══ Text block

Re: [HACKERS] Archiver not exiting upon crash

Jeff Janes Wed, 23 May 2012 13:34:54 -0700

On Wed, May 23, 2012 at 1:10 PM, Tom Lane <[email protected]> wrote:
> Jeff Janes <[email protected]> writes:
>> It looks to me like the SIGQUIT from the postmaster is simply getting
>> lost.  And from what little I understand of signal handling, this is a
>> known race with system(3).  The archive_command, child of archiver,
>> exits before it can receive the signal sent to the entire archiver
>> process group, so it doesn't set its exit status to show it was
>> signalled.  But the signal sent directly to the archiver reaches it
>> while it is still ignoring SIGQUITs.
>
> Ugh.
>
>> If the SIGQUIT is getting lost in a race, could it just be blocked
>> during the system(3) call?
>> I don't know what happens if you call system(3) with SIGQUIT being blocked.
>
> On my machine, man system(3) saith:
>
>     system() ignores the SIGINT and SIGQUIT signals, and blocks the
>     SIGCHLD signal, while waiting for the command to terminate.  If this
>     might cause the application to miss a signal that would have killed
>     it, the application should examine the return value from system() and
>     take whatever action is appropriate to the application if the command
>     terminated due to receipt of a signal.

════
══ Data provided

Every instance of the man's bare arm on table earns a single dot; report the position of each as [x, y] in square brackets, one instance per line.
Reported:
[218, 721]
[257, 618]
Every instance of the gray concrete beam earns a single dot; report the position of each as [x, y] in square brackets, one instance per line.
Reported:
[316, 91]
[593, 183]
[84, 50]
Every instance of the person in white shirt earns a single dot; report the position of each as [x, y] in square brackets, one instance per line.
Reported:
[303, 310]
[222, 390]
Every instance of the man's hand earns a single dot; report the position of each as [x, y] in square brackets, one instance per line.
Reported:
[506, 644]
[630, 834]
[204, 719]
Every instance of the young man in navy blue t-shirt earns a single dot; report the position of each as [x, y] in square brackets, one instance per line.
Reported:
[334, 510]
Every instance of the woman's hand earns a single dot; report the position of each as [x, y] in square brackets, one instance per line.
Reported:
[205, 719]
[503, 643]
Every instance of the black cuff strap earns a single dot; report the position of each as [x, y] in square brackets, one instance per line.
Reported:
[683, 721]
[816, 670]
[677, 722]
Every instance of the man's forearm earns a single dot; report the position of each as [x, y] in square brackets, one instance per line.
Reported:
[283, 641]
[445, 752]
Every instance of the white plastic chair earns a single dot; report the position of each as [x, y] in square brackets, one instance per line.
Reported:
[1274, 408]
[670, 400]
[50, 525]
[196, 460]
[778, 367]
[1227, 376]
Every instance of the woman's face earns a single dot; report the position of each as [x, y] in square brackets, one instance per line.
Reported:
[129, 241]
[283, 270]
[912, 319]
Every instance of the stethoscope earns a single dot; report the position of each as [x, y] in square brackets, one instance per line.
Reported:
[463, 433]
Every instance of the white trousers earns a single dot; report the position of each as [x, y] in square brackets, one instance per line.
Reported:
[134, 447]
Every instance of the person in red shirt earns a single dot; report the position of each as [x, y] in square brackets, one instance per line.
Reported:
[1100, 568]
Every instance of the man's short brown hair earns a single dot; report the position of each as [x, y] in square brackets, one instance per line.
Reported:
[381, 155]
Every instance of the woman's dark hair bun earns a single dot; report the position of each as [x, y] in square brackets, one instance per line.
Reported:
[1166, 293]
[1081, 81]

════

#### [Exercise 1]
Answer these questions from the archiver thread:
(a) Who is quoted as having written on Wed, May 23, 2012 at 1:10 PM?
(b) According to the quoted man page, which signal does system() block while waiting for the command to terminate?
(c) What is identified as the child of the archiver?
#### [Exercise 2]
Reproduce the stretch of the archiver thread from "Re: [HACKERS] Archiver" through "still ignoring SIGQUITs.".
None of the work here requires the rows.

#### [Finished answer 1]
(a) Tom Lane
(b) SIGCHLD
(c) The archive_command

#### [Finished answer 2]
Re: [HACKERS] Archiver not exiting upon crash

Jeff Janes Wed, 23 May 2012 13:34:54 -0700

On Wed, May 23, 2012 at 1:10 PM, Tom Lane <[email protected]> wrote:
> Jeff Janes <[email protected]> writes:
>> It looks to me like the SIGQUIT from the postmaster is simply getting
>> lost.  And from what little I understand of signal handling, this is a
>> known race with system(3).  The archive_command, child of archiver,
>> exits before it can receive the signal sent to the entire archiver
>> process group, so it doesn't set its exit status to show it was
>> signalled.  But the signal sent directly to the archiver reaches it
>> while it is still ignoring SIGQUITs.